§ **Texte source**:
==============================
De nombreux et puissants corps constitués (Académies, Universités, Ordres…) sont apparus, qui régissent et régulent, favorisent et organisent ce mouvement passionnant et passionné, planétaire et à vocation universelle.
Pour autant, les efforts d’indépendance vis-à-vis de tout ce qui n’est pas rigoureux, qui contredirait l’expérimentation et/ou les exigences de la raison, restent tout aussi pertinents et nécessaires que jadis bien qu’ils soient devenus, de notre point de vue, beaucoup plus subtils. Et que le centre de gravité du combat soit désormais notre for intérieur, la conscience individuelle. Car il n’y a plus ou peu de censure officielle ouverte dans nos démocraties, mais un jeu d’influences internes et externes sur chaque chercheur, sur chaque acteur comme sur les corps constitués.
C’est à cet effort que la présente étude veut contribuer sur un point bien précis : la censure que représente de notre point de vue la limitation volontaire ou involontaire, délibérée ou inconsciente à une conception du monde comme un objet exclusivement « non projectif », dans le sens entendu par Jacques Monod dans la phrase suivante : « …le postulat de base de la méthode scientifique : à savoir que la Nature est objective et non projective (nous soulignons, ndlr) ». Cette conception étant largement répandue, notre propos n’a pas pour objet la critique de l’œuvre de Jacques Monod, mais bien celle de cette pensée précise, devenue prépondérante comme nous le montrerons plus loin.
==============================
§ **Données fournies**:
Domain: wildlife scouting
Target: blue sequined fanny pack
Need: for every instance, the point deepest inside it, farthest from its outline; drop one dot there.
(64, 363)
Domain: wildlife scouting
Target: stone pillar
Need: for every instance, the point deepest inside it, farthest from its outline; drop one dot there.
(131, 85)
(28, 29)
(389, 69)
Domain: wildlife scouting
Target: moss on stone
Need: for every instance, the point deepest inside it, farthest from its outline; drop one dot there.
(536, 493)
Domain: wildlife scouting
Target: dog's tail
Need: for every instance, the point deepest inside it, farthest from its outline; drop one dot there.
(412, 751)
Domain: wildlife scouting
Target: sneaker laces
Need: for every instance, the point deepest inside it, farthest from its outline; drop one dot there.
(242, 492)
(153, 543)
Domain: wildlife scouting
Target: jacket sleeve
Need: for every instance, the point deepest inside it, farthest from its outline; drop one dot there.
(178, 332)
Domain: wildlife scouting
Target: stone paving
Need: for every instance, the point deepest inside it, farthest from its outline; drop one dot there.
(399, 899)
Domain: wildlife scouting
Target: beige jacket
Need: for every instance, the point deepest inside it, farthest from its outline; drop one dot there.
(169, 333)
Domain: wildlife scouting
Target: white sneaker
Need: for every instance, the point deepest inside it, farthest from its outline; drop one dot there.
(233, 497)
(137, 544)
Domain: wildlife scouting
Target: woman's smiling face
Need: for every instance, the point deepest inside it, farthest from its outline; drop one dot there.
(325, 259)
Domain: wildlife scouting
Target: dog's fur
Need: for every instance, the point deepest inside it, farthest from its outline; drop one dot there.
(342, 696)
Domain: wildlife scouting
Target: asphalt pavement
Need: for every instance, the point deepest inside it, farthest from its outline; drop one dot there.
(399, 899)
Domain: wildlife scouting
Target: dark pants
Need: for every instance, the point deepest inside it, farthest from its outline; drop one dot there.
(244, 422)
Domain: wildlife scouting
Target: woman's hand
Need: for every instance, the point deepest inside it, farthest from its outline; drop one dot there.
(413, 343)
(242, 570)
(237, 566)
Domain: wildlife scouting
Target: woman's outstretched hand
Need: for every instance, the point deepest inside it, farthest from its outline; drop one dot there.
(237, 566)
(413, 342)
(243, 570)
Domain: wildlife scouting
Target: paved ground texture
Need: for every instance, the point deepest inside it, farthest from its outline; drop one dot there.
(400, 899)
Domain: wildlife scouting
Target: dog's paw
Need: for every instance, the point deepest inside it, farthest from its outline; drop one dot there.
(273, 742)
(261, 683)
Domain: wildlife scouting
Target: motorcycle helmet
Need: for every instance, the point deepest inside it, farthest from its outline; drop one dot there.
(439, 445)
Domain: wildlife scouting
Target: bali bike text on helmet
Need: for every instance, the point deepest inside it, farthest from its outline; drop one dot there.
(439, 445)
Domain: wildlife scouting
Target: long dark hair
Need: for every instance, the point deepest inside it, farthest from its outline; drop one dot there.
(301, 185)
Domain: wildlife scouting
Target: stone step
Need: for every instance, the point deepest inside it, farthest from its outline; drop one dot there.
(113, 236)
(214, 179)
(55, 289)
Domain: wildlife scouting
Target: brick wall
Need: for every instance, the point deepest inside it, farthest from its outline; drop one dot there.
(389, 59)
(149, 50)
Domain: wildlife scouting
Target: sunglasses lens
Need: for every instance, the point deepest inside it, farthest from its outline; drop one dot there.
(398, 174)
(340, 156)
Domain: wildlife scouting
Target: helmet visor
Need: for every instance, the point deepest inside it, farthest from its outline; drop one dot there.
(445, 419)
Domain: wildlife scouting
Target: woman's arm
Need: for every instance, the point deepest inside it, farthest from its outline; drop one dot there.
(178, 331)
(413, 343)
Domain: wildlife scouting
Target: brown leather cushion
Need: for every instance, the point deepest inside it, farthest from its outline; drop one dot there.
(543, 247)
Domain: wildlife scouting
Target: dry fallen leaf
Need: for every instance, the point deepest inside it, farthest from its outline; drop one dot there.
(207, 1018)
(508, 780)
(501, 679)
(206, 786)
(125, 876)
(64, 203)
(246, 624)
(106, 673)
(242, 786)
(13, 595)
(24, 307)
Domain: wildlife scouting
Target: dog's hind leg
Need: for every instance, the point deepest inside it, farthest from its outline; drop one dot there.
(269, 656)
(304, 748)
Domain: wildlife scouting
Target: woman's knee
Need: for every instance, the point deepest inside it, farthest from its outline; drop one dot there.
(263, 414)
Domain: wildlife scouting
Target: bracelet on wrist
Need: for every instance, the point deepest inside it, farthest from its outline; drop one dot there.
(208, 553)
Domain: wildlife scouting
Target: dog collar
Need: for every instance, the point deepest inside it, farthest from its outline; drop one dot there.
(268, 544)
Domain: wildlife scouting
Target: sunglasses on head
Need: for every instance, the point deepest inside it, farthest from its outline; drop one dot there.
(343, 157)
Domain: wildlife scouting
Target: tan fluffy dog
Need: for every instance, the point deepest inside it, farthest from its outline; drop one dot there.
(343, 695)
==============================
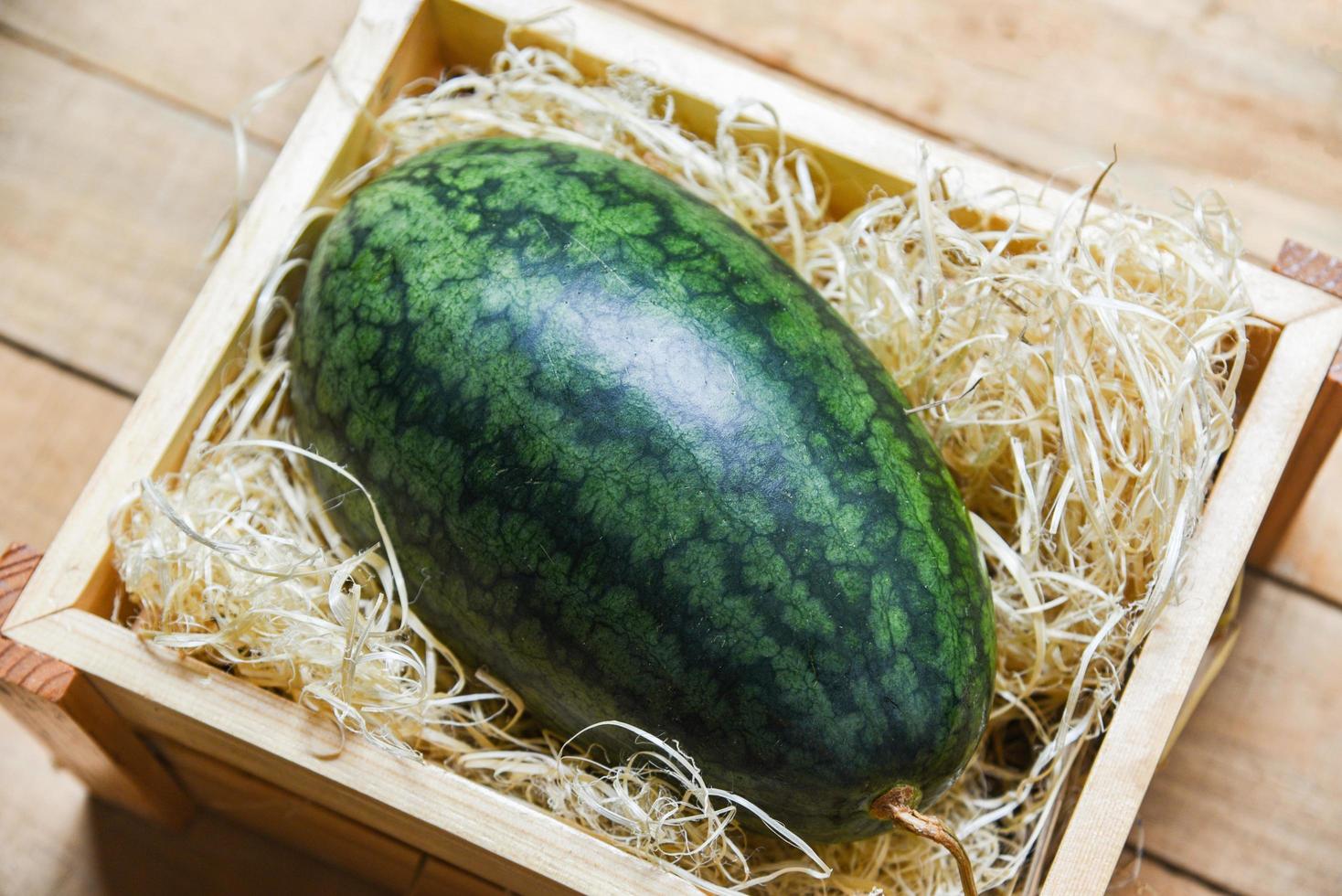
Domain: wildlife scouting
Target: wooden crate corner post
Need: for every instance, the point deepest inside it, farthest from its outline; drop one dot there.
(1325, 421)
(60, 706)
==============================
§ **Exercices à faire**:
a) Pour chaque phrase ci-dessous, dites si elle est conforme à l'extrait sur la méthode scientifique. Répondez par oui ou non et citez les mots du texte qui tranchent.
(i) La censure officielle ouverte reste très présente dans nos démocraties.
(ii) L'étude annoncée ne cherche pas à critiquer l'œuvre de Jacques Monod.
(iii) Les efforts d'indépendance sont moins nécessaires qu'autrefois.
b) Répondez brièvement à ces questions sur l'extrait sur la méthode scientifique.
(i) Quels corps constitués sont cités entre parenthèses ?
(ii) Où se trouve désormais le centre de gravité du combat ?
(iii) D'après le postulat cité par Jacques Monod, comment est la Nature ?
c) Poursuivez l'extrait sur la méthode scientifique à partir de sa dernière phrase.

§ **Corrigé**:
a)
(i) Non : « il n’y a plus ou peu de censure officielle ouverte dans nos démocraties »
(ii) Oui : « notre propos n’a pas pour objet la critique de l’œuvre de Jacques Monod »
(iii) Non : « restent tout aussi pertinents et nécessaires que jadis »

b)
(i) Les Académies, les Universités et les Ordres.
(ii) Dans notre for intérieur, la conscience individuelle.
(iii) Objective et non projective.

c)
Jacques Monod présente la notion d’« objectif » en grande partie par opposition au « projectif »(finalisme, téléologie), plus pour indiquer un « nettoyage » de tout contenu téléonomique que pour signifier une réalité indépendante de l’observateur.
Le mot « finalité » évoque le postulat « finaliste », strictement symétrique à celui de Jacques Monod. Qu’entend Jacques Monod par « projectif » ? « La distinction entre objets artificiels et objets naturels, explique-t-il, paraît à chacun de nous immédiate et sans ambiguïté. Rocher, montagne, fleuve ou nuage sont des objets naturels ; un couteau, un mouchoir, une automobile, sont des objets artificiels, des artefacts. (…) Nous savons que le couteau a été façonné par l’homme en vue d’une utilisation, d’une performance envisagée à l’avance. L’objet matérialise l’intention préexistante qui lui a donné naissance et sa forme s’explique par la performance qui en était attendue avant même qu’elle ne s’accomplisse. Rien de tel pour le fleuve ou le rocher que nous savons ou pensons avoir été façonnés par le libre jeu des forces physiques auxquelles nous ne saurions attribuer aucun "projet". Ceci tout au moins si nous acceptons le postulat de base de la méthode scientifique : à savoir que la Nature est objective et non projective. »
Et, plus loin :
« La pierre angulaire de la méthode scientifique est le postulat d’objectivité de la Nature. C’est-à-dire le refus systématique de considérer comme pouvant conduire à une connaissance « vraie » toute interprétation des phénomènes donnée en termes de causes finales, c’est-à-dire de “projet” (nous soulignons, ndlr) ».
Nous ne contestons pas que « toute interprétation des phénomènes donnée en termes de causes finales, c’est-à-dire de “projet” », soit insuffisante et non scientifique, mais nous contestons le postulat affirmant catégoriquement qu’il n’y a pas de projet, ce qui est très différent.
Autrement dit, nous reconnaissons qu’affirmer un projet à la nature ne suffit pas à l’expliquer. En revanche, nous dénions à la science le droit d’affirmer avec certitude l’absence de tout projet à l’origine de l’univers.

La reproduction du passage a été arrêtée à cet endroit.